§ **What you need to do**
(a) Print the passage on Germar Rudolf from "As Dr. Thomas" to "of Eduard Wirths.", word for word.
(b) Carry on the passage about Germar Rudolf from the point where it stops.

§ **Source excerpt**
┌────────
The second point was expressed by the present writer in his earlier article as follows:

To turn to the question of the Holocaust, then, one crucial matter that has to be understood is that no one holds the view often characterized as “Holocaust denial” in the sense of denying completely that there was ever any persecution of the Jews at that time. Of course, there was. In fact, at any moment in history evil things have been done and the Jews have been the subject of such things. There have been bad words and actions: slander, libel, internment, deportations, pogroms, even massacres. But these things have happened to other people as well, and in great numbers. In addition, the Jews are not blameless themselves, since no human beings are.8

As Dr. Thomas Dalton has also stated, “Holocaust revisionists are often called ‘Holocaust deniers’ by mainstream writers. This appellation is both derogatory and, technically, almost meaningless.”9 What is needed, as was stated in the earlier article, is a recognition that an objective investigation of empirical issues can arrive at the truth, and that it is essential to state the truth in love. What follows is an attempt once more to do exactly that, setting it in the context of two lives and two struggles, those of Germar Rudolf and of Eduard Wirths.


FIGHTING AGAINST ADVERSITY

Germar Rudolf

Germar Rudolf’s story is told by himself in his book Hunting Germar Rudolf (2016). He was born on October 29, 1964 in Limburg an der Lahn, Hesse, in Germany. He studied chemistry at the University of Bonn. As a student he adopted the position of the German federal government, which agreed to the stationing of Pershing middle-range nuclear missiles in Germany by the U.S. armed forces. In October 1983, he joined a Catholic student fraternity. With the knowledge and support of the Catholic Church, he attempted to smuggle theological and political books to a Catholic congregation in Prague, Czechoslovakia, where the Church was being suppressed by the then Stalinist government. They were arrested at the border and transferred to a prison. After being kept there and undergoing interrogation on two occasions, Rudolf was released, although a fraternity brother was sentenced to a year’s imprisonment. After this adventure he took the conservative position politically, for example approving of the Englehard Law under which the act of disputing, diminishing, or justifying the subsequently defined “crimes” of the National Socialist regime, or any other tyrannical regime, would be prosecuted automatically, without anybody needing to file a complaint. At this stage, as he put it, “I was a firm believer in the standard historical account of the extermination of the Jews.”10

Shortly afterwards, however, Rudolf got into an argument with a political colleague about the very question of the extermination of the Jews. The other person insisted that the “established description” was incorrect and that there were not, in reality, six million victims, only three million at most. Rudolf’s reaction to this was to be appalled. Why? Because, the issue to him was not really the actual numbers, but the intention behind the deed.
└────────
§ **Record list**
┌────────
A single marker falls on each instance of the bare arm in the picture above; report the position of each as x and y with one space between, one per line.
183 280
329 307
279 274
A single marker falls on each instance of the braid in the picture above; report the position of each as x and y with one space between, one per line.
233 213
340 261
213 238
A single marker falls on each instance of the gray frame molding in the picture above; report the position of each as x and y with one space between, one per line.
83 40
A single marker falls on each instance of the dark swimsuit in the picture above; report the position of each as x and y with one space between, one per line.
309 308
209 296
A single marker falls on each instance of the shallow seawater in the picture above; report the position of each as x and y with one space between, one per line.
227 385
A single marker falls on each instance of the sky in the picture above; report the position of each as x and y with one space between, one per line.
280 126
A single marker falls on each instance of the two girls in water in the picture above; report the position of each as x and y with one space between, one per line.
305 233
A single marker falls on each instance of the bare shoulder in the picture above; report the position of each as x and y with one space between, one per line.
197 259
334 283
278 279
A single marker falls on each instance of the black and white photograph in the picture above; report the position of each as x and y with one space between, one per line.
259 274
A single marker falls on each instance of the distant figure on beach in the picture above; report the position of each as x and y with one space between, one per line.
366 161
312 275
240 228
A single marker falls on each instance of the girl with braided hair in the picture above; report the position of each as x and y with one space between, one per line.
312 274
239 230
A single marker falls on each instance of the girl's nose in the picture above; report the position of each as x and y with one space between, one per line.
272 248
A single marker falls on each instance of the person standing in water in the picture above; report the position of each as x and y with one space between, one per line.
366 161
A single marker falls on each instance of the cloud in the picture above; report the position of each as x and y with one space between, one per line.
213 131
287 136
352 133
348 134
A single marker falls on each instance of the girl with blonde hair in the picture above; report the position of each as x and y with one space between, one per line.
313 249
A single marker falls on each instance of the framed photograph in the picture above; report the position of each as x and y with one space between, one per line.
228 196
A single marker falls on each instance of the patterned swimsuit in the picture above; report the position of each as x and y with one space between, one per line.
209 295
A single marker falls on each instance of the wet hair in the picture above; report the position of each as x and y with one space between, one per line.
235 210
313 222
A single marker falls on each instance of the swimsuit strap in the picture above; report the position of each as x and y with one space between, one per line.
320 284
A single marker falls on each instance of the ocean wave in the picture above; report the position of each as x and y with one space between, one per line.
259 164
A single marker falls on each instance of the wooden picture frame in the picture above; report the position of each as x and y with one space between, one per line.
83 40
└────────
§ **Responses by task**
(a)
As Dr. Thomas Dalton has also stated, “Holocaust revisionists are often called ‘Holocaust deniers’ by mainstream writers. This appellation is both derogatory and, technically, almost meaningless.”9 What is needed, as was stated in the earlier article, is a recognition that an objective investigation of empirical issues can arrive at the truth, and that it is essential to state the truth in love. What follows is an attempt once more to do exactly that, setting it in the context of two lives and two struggles, those of Germar Rudolf and of Eduard Wirths.

(b)
My belief at that time was that Hitler had planned to exterminate the Jews, and had done whatever he had been able to, to accomplish this goal. The actual “how” and “how many” were of secondary importance.11

An additional reason was that he “could not, and cannot, take seriously any position maintained for obviously or merely imputed political reasons.”12 In the following few years, latterly in Frankfurt, Rudolf concentrated on his undergraduate and post-graduate studies. However, he remained committed to the principle of the reunification of Germany. During this period he did much reading before beginning his PhD studies in Stuttgart.

How did Germar Rudolf become a revisionist? Here there is a most interesting similarity with the route pursued to this end by Robert Faurisson, the subject of the earlier article by the present writer. This is that one of his friends recommended that he read Was ist Wahrheit (“What Is Truth”), by Paul Rassinier. In other words, he was brought to one of the very texts that Faurisson first came across in his intellectual journey. This is of course the very first fully revisionist book ever published. It deals with the supposed extermination of the Jews from the point of view of a former member of the French Resistance who had been held by the Germans in two concentration camps, Buchenwald and Dora, during World War II.

The remarkable thing about the book is its author. Since he was incarcerated in several concentration camps as a member of the Resistance and was a pronounced left-winger – after WWII, he was a short-time member of the French parliament for the leftist socialists – he could not be accused of wanting to whitewash anything or of having any kind of political agenda. Written in a factual and balanced style, the book was easy to read; we discussed it, and that was all. I felt no need to devote myself further to the subject, either through the examination of further revisionist or establishment literature or through undertaking my own investigations.13

Another and most important source of Rudolf’s eventually pursuing further the problem of the Holocaust occurred in 1989 when he obtained the book Der Nasenring: Im Dickicht der Vergangenheitsbewältigung (“The Nose Ring – In the Thicket of Coming to Terms with the Past”) by the Swiss political scientist Dr. Armin Mohler. This book examined “how and when German attempts to come to terms with their National Socialist past – originally for purely moral reasons – became a weapon in day-to-day political discussion and intrigues.”14 What turned out to be crucial here is that in the later editions of the book Mohler, someone who seemed politically neutral, and who was non-partisan, also discussed in the context of the Holocaust a matter directly concerning a discipline in which Rudolf was about to complete his diploma examination: namely chemistry!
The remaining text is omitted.